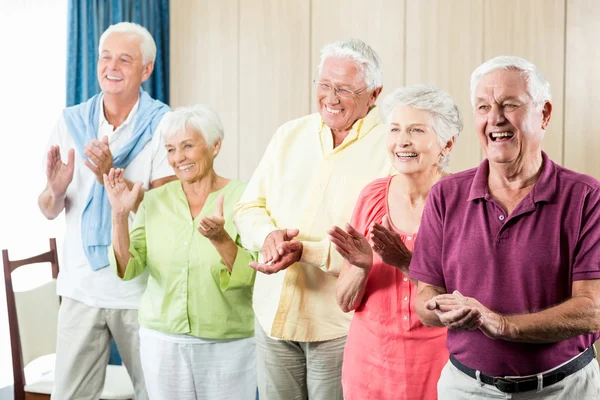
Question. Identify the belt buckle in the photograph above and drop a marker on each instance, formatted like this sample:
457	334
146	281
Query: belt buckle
506	385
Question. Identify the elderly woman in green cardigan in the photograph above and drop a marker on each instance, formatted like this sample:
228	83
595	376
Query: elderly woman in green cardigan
196	318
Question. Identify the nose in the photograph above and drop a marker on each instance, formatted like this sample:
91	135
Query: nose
332	97
496	115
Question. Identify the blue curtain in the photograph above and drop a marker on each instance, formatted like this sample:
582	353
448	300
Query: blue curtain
89	18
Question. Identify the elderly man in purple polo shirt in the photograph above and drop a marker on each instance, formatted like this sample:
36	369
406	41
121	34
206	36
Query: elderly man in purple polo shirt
508	256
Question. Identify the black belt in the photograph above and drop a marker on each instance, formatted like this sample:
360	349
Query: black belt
514	385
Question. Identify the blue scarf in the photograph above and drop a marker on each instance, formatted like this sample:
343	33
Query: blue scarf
82	123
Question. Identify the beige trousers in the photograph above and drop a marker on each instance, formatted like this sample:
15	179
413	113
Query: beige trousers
289	370
582	385
82	350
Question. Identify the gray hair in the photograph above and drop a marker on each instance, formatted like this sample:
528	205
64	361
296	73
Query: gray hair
147	45
537	85
199	117
444	112
366	59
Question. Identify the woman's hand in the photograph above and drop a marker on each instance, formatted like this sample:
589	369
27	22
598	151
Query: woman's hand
122	200
353	246
390	247
213	228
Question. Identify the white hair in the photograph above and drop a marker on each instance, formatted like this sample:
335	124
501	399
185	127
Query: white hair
199	117
444	112
537	85
366	59
147	44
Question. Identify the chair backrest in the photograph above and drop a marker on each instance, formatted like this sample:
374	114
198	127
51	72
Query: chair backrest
32	315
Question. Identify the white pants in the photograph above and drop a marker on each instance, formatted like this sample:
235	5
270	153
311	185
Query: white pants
83	349
582	385
190	371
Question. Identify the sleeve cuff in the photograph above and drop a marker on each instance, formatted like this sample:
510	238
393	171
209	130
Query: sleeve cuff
241	276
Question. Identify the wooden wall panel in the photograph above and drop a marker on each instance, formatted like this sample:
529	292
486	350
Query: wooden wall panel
379	23
204	66
582	118
535	30
435	55
274	74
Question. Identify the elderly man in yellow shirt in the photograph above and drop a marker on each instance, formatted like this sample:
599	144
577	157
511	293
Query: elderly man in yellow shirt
307	181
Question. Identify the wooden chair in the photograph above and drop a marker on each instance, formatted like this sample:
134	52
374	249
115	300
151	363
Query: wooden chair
32	320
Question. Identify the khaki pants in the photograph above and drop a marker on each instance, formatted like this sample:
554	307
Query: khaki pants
289	370
82	350
582	385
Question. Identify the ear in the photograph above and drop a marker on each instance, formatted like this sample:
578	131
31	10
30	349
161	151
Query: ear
148	68
374	95
217	148
546	113
449	145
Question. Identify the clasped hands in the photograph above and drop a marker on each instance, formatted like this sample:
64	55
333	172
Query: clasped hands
279	251
459	312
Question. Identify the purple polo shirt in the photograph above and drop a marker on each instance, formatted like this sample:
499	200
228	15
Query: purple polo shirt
522	263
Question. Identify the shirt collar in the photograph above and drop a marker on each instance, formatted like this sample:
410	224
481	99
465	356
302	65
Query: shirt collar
362	126
130	117
543	190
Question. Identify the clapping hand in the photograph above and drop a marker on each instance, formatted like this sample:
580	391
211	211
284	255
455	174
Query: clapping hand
388	244
213	228
58	174
98	152
352	245
122	200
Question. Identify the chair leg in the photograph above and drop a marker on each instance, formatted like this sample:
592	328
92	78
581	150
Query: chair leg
36	396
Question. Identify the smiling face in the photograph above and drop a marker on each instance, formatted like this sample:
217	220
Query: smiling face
189	155
120	68
509	127
412	142
340	113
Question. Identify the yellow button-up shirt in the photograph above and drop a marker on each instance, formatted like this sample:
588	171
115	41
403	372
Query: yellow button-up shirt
303	182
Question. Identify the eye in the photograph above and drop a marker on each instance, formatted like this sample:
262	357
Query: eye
344	92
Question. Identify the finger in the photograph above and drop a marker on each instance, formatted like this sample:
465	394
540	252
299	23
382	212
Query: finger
291	233
137	187
386	223
71	158
92	167
219	209
208	223
93	158
431	305
102	145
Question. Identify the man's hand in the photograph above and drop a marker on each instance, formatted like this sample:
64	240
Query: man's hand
466	313
213	228
98	152
270	250
388	244
353	246
289	253
59	175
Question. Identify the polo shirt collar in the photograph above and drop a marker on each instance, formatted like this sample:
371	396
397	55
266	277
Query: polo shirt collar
543	190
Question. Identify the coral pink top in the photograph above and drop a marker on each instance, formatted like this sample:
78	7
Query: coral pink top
389	353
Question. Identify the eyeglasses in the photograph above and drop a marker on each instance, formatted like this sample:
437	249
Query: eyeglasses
340	92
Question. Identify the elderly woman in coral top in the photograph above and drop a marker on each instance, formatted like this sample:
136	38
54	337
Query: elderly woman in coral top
389	354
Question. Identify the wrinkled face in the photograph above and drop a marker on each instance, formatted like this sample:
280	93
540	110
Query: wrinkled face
120	68
507	123
412	142
189	155
340	112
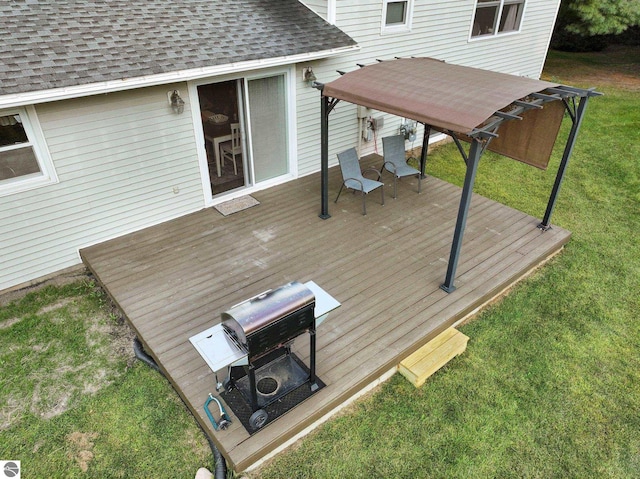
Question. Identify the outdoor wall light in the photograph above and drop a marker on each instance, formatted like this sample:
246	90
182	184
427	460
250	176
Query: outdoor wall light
176	102
307	75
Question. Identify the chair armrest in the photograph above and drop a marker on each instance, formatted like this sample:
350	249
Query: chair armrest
355	179
372	169
393	165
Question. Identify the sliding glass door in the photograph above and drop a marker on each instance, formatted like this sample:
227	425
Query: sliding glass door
267	117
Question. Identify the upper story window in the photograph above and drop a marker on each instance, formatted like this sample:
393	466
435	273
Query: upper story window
24	162
494	17
396	16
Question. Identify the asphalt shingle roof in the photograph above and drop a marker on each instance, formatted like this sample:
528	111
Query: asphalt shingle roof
51	43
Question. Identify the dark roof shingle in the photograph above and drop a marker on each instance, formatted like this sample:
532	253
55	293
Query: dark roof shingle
51	43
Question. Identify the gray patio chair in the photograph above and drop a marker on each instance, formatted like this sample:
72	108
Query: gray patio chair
352	177
395	161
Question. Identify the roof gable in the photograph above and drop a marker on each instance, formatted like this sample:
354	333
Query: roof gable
51	44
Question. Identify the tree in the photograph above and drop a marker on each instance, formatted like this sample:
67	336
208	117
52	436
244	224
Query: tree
583	25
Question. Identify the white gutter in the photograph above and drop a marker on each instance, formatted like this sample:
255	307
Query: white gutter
54	94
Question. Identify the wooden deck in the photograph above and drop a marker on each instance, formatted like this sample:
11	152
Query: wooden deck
173	280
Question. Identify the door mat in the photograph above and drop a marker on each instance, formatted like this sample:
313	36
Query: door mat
237	204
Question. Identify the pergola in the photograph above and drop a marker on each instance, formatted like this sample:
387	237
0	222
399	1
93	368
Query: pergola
515	116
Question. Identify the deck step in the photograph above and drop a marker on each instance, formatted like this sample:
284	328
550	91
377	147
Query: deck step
433	355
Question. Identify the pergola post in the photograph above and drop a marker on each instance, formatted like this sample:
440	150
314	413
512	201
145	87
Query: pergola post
425	147
568	149
324	157
475	151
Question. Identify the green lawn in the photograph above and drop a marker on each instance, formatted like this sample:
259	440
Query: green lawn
548	386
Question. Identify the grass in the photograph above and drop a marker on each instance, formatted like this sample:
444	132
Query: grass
548	386
74	403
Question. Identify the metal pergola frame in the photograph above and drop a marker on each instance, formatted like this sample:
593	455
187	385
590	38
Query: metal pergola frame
480	138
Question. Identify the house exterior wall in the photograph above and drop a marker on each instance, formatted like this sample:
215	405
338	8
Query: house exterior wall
118	158
440	29
125	161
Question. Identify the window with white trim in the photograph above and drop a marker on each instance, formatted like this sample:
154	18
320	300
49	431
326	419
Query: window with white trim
396	16
24	161
495	17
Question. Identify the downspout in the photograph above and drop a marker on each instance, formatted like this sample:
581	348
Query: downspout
324	156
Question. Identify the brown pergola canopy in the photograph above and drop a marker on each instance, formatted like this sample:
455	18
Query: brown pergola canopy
466	103
442	95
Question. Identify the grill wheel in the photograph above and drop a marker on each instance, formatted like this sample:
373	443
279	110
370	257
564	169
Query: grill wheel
258	419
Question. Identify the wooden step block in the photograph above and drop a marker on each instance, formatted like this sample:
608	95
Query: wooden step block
433	355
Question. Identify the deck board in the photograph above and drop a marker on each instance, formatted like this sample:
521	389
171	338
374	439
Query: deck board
173	280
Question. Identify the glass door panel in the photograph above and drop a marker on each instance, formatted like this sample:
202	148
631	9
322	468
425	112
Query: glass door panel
267	112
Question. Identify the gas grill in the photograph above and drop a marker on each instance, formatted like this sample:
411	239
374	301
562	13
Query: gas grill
251	346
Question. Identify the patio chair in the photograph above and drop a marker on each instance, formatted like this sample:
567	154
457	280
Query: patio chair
395	161
352	177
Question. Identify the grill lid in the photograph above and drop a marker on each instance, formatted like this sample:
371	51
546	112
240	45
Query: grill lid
257	313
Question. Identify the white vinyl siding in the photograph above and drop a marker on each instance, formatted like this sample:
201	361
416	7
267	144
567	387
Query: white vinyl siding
118	158
439	29
318	6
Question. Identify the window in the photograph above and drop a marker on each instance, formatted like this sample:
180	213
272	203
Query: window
493	17
23	163
396	16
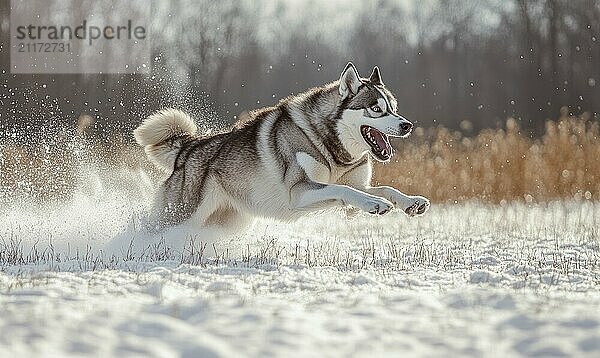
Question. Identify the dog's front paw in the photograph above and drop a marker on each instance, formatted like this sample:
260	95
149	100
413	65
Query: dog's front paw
418	207
376	206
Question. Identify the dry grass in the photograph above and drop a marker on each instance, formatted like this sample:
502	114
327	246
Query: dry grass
500	165
492	166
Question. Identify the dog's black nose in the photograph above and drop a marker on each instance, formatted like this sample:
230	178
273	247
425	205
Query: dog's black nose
405	127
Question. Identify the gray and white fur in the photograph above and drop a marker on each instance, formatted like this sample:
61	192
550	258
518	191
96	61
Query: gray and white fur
309	152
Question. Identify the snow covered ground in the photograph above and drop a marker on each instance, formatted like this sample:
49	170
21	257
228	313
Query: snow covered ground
464	280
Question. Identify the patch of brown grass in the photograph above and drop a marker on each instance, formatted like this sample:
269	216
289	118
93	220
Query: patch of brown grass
500	165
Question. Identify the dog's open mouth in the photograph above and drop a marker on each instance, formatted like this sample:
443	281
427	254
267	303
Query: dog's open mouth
378	141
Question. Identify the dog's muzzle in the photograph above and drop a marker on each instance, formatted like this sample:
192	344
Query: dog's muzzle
405	128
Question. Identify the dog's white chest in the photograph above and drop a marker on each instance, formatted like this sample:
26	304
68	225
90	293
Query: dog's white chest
314	169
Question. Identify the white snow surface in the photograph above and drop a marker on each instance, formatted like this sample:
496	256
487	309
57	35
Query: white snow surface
464	280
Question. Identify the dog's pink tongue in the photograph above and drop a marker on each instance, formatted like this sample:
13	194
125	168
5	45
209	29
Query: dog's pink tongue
381	142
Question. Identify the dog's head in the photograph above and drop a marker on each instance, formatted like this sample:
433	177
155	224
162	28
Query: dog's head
368	115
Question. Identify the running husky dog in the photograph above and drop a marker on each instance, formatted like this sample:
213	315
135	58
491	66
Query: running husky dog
310	152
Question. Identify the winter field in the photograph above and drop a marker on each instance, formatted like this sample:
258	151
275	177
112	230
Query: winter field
472	279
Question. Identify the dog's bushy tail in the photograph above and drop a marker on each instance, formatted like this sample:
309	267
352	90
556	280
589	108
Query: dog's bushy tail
163	134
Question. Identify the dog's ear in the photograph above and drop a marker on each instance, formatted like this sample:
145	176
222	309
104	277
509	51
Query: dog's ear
349	81
376	77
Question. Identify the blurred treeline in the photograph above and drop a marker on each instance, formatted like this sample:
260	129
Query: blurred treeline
448	61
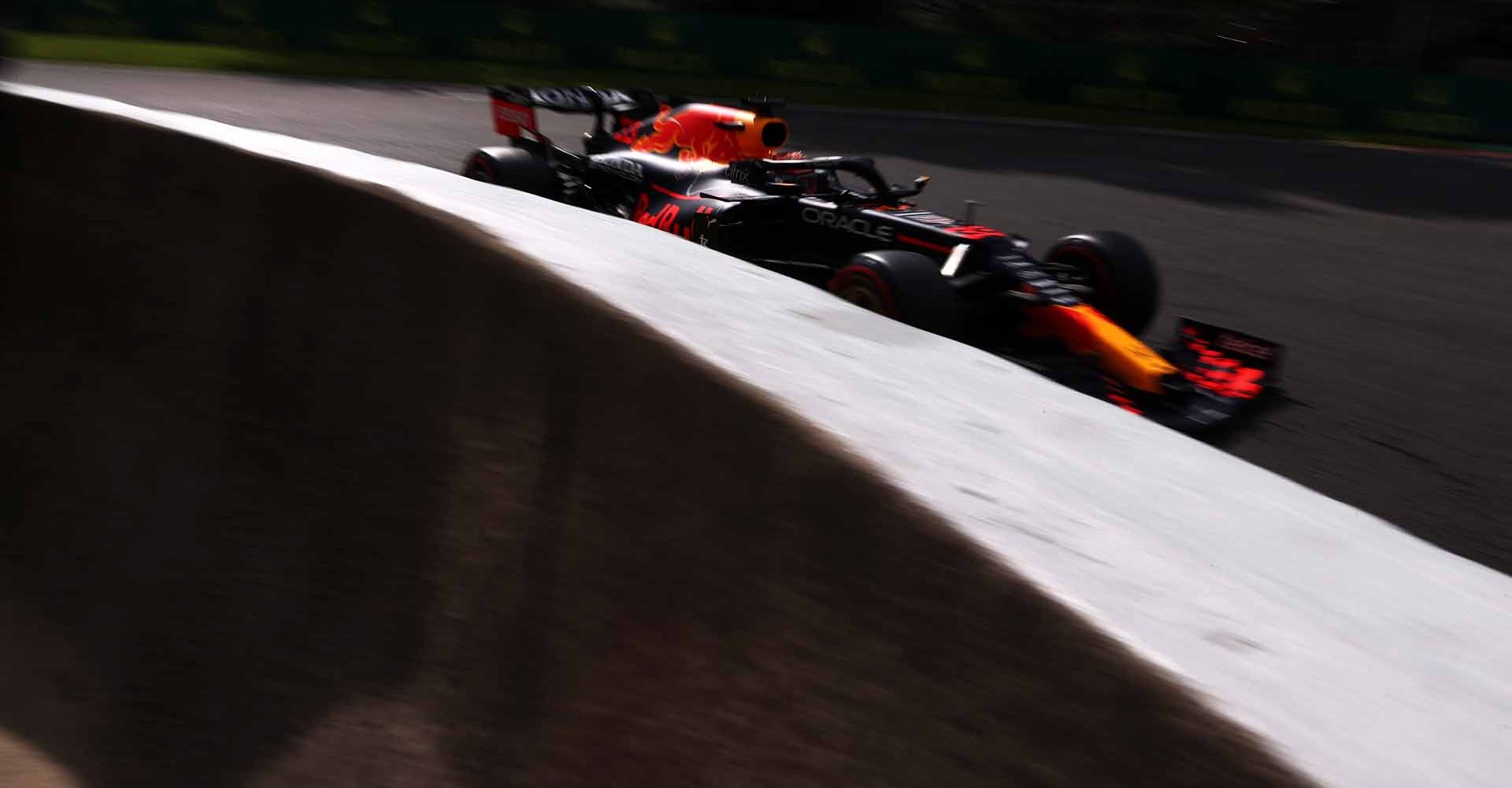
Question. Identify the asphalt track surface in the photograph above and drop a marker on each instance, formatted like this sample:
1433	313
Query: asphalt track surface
1382	271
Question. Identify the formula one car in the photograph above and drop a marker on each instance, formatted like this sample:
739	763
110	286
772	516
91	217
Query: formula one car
717	176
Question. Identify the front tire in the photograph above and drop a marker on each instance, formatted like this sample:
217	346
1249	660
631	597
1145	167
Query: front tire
1119	273
900	284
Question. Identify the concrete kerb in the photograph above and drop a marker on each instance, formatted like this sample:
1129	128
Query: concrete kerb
1284	610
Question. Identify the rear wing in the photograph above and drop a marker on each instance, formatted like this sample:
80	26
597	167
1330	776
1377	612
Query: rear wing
514	106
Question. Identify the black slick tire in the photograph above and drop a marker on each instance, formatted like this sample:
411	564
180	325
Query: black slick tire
516	169
1121	274
900	284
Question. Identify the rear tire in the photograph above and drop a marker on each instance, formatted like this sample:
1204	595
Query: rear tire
516	169
1119	271
900	284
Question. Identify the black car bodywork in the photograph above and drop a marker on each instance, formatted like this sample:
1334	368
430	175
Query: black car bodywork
716	176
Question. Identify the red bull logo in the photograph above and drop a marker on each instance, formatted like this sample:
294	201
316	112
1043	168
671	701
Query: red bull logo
706	132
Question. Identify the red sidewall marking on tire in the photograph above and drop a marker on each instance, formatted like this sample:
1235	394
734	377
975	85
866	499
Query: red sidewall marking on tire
879	284
1101	268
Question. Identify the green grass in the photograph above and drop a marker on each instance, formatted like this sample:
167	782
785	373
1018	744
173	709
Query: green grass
321	64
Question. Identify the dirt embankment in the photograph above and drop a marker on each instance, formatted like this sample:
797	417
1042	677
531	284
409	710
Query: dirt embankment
307	486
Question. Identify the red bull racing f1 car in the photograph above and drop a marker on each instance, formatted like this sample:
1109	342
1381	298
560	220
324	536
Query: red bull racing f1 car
717	176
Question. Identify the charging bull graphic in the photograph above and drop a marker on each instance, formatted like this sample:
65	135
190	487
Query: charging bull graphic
706	132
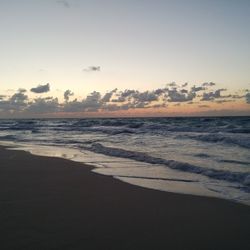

> **Problem**
Pull out each line of the entries above that contains the string "trim", where uppercase and lowercase letters must match.

> **Solution**
Question. Identify the window with white trim in the photograph above and drop a marker on each instance, formatted like this sample:
Query: window with white trim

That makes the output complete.